>>>

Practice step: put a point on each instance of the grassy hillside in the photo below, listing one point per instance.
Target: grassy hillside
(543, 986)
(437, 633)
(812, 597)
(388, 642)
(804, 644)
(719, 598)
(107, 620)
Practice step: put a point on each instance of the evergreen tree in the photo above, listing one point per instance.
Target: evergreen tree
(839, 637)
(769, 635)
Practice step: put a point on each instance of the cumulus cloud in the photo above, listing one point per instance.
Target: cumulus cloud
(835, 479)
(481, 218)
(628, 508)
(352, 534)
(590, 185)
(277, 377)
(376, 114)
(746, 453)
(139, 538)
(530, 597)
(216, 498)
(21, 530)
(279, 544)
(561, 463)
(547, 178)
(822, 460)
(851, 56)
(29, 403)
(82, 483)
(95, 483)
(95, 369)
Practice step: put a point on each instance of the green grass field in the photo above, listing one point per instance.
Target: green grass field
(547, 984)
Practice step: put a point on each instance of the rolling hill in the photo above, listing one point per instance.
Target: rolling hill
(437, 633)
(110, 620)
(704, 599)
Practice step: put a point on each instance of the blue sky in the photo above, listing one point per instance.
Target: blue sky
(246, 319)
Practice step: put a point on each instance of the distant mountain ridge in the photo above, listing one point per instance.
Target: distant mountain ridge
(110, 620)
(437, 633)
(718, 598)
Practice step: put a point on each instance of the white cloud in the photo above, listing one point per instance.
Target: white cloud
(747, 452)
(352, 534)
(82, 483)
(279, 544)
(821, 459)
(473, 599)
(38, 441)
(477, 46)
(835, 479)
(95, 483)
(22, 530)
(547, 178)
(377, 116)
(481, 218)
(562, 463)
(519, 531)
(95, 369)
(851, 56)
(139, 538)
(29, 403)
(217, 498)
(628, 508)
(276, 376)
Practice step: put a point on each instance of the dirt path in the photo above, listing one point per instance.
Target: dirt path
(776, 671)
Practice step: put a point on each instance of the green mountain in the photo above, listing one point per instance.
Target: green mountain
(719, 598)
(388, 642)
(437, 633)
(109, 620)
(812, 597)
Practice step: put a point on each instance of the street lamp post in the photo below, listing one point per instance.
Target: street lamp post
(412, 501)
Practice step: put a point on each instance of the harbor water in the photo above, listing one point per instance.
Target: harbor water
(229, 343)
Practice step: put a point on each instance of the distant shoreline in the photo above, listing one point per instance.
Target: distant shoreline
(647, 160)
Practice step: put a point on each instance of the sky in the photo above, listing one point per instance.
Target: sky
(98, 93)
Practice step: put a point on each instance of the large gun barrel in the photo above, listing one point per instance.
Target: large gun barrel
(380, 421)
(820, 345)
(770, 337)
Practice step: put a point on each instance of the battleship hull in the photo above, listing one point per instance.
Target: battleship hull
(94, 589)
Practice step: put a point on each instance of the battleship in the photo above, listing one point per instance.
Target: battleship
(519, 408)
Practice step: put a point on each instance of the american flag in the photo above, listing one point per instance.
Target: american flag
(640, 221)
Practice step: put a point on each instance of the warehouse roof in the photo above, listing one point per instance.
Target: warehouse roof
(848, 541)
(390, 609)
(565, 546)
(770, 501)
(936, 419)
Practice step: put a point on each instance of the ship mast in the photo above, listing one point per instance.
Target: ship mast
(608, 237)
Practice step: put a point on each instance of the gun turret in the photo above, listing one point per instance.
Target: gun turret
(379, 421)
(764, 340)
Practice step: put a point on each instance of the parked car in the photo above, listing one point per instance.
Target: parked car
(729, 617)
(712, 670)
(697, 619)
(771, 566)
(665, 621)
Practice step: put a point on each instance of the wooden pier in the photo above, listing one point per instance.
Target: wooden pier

<<<

* TASK PROMPT:
Scan the material above for the word "wooden", and copy every line in which it is found.

* COMPLETED EXERCISE:
Practice step: put a point on each instance of the wooden pier in the photo above, listing one point per instance.
Target: wooden pier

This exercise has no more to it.